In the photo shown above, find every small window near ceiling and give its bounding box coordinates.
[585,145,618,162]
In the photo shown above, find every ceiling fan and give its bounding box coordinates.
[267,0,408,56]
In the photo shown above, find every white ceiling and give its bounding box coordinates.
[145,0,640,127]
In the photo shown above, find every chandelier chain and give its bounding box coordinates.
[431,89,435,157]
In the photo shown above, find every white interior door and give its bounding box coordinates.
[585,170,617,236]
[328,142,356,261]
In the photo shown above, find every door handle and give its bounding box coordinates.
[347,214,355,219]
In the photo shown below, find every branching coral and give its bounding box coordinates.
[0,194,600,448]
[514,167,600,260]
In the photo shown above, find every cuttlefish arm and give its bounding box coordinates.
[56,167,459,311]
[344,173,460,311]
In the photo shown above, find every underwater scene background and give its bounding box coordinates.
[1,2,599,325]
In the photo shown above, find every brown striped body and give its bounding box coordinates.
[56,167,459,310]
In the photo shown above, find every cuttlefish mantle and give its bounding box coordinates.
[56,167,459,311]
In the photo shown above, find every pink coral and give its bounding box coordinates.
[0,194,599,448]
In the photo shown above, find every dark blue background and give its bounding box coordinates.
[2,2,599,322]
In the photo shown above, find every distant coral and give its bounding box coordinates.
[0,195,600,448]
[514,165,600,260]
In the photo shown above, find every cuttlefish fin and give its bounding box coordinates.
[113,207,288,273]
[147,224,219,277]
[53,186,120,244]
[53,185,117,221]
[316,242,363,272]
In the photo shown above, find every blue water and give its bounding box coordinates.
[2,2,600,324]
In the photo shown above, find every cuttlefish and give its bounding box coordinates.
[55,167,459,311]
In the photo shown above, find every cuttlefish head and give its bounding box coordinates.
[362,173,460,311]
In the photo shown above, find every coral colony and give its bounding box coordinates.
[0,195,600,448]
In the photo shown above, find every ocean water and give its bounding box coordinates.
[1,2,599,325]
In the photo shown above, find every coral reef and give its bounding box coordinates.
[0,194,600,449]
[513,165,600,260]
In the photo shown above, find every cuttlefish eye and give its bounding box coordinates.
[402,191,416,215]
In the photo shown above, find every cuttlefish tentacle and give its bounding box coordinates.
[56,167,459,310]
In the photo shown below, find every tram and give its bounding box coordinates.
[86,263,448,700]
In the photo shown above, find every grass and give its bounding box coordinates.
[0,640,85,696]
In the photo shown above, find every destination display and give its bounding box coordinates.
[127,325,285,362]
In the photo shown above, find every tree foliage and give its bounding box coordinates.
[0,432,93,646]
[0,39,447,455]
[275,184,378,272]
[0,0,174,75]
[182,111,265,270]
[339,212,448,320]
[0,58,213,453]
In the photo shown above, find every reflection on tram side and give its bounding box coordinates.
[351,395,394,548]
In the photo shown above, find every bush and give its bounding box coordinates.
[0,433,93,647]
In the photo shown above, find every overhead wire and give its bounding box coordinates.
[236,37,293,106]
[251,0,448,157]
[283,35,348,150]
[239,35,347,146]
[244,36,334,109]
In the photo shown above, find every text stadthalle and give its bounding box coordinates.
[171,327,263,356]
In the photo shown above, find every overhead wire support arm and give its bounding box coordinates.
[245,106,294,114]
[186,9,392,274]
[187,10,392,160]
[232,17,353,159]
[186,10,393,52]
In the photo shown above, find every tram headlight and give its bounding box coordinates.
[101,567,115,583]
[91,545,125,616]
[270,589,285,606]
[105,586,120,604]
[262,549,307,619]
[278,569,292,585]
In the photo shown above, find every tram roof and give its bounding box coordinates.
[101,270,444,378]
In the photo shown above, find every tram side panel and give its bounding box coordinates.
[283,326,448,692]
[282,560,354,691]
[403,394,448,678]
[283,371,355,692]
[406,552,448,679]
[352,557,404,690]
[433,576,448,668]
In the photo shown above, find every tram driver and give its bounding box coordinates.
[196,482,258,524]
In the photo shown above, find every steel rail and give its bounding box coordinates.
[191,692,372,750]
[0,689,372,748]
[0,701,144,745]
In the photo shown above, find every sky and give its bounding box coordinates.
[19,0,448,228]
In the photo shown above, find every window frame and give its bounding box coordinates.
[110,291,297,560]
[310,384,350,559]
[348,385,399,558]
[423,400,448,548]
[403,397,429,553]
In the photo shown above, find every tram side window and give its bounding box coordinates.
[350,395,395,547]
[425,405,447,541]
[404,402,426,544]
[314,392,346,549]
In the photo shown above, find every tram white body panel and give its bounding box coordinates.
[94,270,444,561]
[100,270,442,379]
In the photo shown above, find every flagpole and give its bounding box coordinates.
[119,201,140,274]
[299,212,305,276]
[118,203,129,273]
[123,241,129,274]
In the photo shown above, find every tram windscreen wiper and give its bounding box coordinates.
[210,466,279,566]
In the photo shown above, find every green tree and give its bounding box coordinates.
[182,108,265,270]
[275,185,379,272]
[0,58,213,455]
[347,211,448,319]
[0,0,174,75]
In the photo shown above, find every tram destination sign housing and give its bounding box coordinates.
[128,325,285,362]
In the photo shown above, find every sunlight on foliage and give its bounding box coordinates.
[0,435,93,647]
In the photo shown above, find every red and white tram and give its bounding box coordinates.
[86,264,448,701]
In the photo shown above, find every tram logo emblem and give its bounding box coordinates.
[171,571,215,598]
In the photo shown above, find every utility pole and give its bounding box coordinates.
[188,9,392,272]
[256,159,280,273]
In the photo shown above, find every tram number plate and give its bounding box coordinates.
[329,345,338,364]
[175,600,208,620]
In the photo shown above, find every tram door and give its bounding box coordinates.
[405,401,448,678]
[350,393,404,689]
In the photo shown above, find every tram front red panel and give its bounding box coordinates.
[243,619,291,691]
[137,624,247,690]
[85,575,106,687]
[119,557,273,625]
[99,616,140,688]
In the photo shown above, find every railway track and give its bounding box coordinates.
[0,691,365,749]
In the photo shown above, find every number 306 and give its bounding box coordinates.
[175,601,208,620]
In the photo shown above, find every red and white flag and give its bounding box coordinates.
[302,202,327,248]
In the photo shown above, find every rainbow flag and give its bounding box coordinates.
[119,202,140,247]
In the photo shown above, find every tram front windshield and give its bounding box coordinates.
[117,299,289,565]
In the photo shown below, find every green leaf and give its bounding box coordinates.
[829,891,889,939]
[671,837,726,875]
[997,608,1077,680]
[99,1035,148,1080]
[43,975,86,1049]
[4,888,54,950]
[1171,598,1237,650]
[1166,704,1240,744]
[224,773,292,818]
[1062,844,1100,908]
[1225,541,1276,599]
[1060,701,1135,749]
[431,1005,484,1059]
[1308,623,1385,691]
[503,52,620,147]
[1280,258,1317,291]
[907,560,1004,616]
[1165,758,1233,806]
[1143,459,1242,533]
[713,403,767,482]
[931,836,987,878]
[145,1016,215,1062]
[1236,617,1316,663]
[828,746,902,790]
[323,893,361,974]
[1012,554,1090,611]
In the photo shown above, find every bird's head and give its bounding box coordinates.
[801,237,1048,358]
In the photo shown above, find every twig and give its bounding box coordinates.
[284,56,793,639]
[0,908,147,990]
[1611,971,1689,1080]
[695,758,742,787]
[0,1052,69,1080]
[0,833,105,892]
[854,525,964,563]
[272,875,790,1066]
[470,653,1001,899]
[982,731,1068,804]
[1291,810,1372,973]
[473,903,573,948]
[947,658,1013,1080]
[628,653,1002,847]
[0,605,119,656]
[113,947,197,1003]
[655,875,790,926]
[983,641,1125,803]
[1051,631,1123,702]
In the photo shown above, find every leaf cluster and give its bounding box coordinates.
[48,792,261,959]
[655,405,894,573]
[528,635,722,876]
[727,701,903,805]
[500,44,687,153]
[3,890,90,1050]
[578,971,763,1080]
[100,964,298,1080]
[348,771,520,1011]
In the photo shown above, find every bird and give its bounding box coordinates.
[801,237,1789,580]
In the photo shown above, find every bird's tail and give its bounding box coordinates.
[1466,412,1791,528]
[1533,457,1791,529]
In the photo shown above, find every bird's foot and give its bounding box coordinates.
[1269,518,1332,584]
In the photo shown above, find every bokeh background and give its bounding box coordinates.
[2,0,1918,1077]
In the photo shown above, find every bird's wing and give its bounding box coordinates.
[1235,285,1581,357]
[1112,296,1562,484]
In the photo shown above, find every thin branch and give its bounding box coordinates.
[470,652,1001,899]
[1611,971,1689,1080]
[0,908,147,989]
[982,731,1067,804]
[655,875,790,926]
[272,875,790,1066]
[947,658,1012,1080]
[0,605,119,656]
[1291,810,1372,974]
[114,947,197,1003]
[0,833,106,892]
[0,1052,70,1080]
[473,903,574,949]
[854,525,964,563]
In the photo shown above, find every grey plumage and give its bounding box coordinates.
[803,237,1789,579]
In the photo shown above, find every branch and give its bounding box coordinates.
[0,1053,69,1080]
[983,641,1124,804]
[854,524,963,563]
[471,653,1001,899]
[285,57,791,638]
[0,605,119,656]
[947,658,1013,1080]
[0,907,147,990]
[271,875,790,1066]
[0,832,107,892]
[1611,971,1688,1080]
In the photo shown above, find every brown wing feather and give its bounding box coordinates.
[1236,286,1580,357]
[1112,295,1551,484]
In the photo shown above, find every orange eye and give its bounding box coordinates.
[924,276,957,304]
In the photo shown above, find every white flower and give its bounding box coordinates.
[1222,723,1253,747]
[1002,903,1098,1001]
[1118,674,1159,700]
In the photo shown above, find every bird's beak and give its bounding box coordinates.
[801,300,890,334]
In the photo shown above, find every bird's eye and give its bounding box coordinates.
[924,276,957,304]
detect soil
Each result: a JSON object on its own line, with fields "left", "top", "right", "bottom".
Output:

→ Assignment
Everything from the line that contains "detect soil" through the end of the records must be duplicated exactly, and nothing outside that range.

→ Task response
detect soil
Each result: a JSON object on its own line, with fields "left", "top", "right", "bottom".
Output:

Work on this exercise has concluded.